_Entries supplied_
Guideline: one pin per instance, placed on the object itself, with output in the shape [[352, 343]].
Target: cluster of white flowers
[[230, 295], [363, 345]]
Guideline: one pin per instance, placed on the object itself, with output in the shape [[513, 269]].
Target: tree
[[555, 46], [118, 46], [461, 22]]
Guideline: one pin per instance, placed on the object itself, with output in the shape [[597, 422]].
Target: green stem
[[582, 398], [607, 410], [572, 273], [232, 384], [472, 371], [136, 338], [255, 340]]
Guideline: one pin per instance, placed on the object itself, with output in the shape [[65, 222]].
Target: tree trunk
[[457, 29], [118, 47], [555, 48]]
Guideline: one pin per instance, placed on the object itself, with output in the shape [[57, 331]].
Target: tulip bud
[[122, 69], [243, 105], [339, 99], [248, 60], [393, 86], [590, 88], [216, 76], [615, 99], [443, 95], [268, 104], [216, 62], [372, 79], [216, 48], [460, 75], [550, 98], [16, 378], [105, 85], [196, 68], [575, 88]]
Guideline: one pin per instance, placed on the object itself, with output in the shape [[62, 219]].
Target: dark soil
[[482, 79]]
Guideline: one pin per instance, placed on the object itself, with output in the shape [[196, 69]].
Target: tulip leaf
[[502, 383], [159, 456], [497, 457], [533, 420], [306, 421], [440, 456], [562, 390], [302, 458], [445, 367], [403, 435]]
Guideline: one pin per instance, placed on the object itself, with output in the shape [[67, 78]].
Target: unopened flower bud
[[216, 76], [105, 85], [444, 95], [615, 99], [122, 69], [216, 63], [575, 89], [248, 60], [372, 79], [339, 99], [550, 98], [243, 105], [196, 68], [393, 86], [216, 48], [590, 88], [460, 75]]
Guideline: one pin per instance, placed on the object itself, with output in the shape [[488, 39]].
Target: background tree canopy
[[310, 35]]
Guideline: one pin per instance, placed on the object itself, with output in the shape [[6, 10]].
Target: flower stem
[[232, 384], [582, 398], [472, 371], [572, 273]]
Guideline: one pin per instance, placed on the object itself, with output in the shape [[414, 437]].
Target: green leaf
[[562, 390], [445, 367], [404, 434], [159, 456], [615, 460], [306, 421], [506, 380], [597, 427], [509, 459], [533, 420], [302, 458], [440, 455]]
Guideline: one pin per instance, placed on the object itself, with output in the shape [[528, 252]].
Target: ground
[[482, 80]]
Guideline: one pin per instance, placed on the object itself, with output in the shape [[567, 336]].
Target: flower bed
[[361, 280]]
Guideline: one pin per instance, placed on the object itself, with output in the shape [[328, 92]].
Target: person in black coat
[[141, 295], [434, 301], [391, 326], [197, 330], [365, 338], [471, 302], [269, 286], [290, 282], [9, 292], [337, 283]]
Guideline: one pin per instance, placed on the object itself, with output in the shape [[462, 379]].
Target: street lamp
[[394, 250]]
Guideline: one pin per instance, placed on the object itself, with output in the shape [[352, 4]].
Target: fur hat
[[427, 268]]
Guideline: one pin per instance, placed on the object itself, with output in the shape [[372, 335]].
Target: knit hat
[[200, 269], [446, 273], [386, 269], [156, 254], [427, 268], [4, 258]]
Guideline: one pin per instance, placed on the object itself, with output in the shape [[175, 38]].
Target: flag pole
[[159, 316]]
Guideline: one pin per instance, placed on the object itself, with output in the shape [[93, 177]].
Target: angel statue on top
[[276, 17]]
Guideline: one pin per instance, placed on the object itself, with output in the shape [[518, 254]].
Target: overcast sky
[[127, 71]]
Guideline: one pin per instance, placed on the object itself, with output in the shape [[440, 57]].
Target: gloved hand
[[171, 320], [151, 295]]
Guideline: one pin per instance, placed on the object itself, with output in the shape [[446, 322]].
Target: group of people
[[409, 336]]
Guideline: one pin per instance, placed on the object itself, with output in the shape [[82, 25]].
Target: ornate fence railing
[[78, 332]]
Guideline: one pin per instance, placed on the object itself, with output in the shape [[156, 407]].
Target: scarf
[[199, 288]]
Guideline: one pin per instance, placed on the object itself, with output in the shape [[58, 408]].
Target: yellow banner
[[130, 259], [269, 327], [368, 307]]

_Instruction_
Switch "one pin per instance" to "a single point per instance" everywhere in the records above and give them again with nothing else altered.

_Response_
Guideline: a single point per instance, placed on the object itself, with output in the shape [[352, 343]].
Target: cluster of white flowers
[[230, 295], [363, 345]]
Guideline: a single point per instance, placed on the object itself, with output in the shape [[513, 269]].
Target: tree
[[555, 46], [118, 46], [461, 22]]
Guideline: a single point per instance, placed on the object itself, with output in the shape [[597, 422]].
Target: green stem
[[582, 398], [607, 410], [572, 273], [232, 384], [472, 371], [136, 338], [255, 340]]
Guideline: a single point per instance, placed on the object itself, with output in the shape [[65, 222]].
Target: tree trunk
[[457, 29], [118, 47], [555, 48]]
Guideline: a single point per instance, placed on the object itself, with output in the shape [[57, 331]].
Target: tulip bud
[[122, 69], [243, 105], [339, 99], [248, 60], [393, 86], [590, 88], [216, 76], [615, 99], [443, 95], [268, 104], [216, 62], [372, 79], [216, 48], [460, 75], [550, 98], [16, 378], [105, 85], [196, 68], [575, 88]]
Guideline: a single point per instance, placed on the object itself, with output in the shape [[62, 219]].
Target: dark soil
[[482, 79]]
Guideline: a single point per instance, placed on the object itself, with output in the shape [[196, 69]].
Target: tulip leaf
[[502, 383], [159, 456], [497, 457], [533, 420], [306, 421], [440, 456], [562, 390], [302, 458], [445, 367], [403, 435]]
Guideline: a single point per instance, placed on the object itself, with output in the shape [[67, 78]].
Target: unopened flower bud
[[216, 76], [105, 85], [444, 95], [615, 99], [122, 69], [216, 63], [575, 89], [248, 60], [372, 79], [339, 99], [550, 98], [243, 105], [196, 68], [393, 86], [216, 48], [590, 88], [460, 75]]
Guideline: a single point per instance, placed on the object itself, with output in the shape [[488, 39]].
Target: background tree canopy
[[310, 35]]
Guideline: a single point per instance, placed on the object itself, with output in the shape [[6, 10]].
Target: flower stem
[[232, 384], [582, 398], [472, 371], [572, 273]]
Guideline: a single point per instance, placed on the object itself, with output in the shape [[414, 437]].
Target: green leaf
[[562, 390], [445, 367], [404, 434], [159, 456], [615, 460], [306, 421], [506, 380], [597, 427], [509, 459], [533, 420], [302, 458], [440, 455]]
Guideline: a single point per instance, placed on the object itself, with output in the shape [[528, 252]].
Target: ground
[[482, 80]]
Guideline: a single point per instance, placed on the object itself, with output in the shape [[567, 336]].
Target: flower bed
[[361, 280]]
Guideline: a single point per instance, placed on the object itself, with output in the shape [[328, 92]].
Target: person in black coat
[[141, 295], [434, 301], [391, 326], [197, 330], [365, 338], [471, 302], [269, 286], [290, 282], [9, 292], [337, 283]]
Guideline: a single point per instance, placed on the object itself, with output in the shape [[462, 379]].
Target: street lamp
[[394, 250]]
Guideline: a single point per instance, placed on the object itself, with output in the shape [[352, 4]].
Target: fur hat
[[427, 268]]
Guideline: a single point per instance, placed on the object itself, with output in the shape [[372, 335]].
Target: knit hat
[[200, 269], [446, 273], [386, 269], [156, 254], [427, 268], [4, 258]]
Guideline: a single point per instance, placed on the object itself, with output in the shape [[175, 38]].
Target: flag pole
[[159, 316]]
Guideline: a single point per instance, placed on the object itself, with output in the shape [[93, 177]].
Target: angel statue on top
[[276, 17]]
Guideline: a single point per instance, placed on the object itself, with output in the shape [[518, 254]].
Target: overcast sky
[[127, 71]]
Guideline: a single point per instance, placed on the object itself, with output in the shape [[440, 57]].
Target: gloved hand
[[171, 320], [151, 295]]
Guideline: a single point per instance, placed on the object itself, with output in the shape [[446, 322]].
Target: group of people
[[409, 336]]
Guideline: a single point per instance, placed on the object itself, with output in the shape [[82, 25]].
Target: ornate fence railing
[[78, 332]]
Guideline: a single point per instance, placed on the object itself, with output in the shape [[156, 407]].
Target: scarf
[[199, 288]]
Guideline: a single point per instance, placed on the object itself, with output in the shape [[58, 408]].
Target: yellow banner
[[130, 259], [269, 327], [368, 307]]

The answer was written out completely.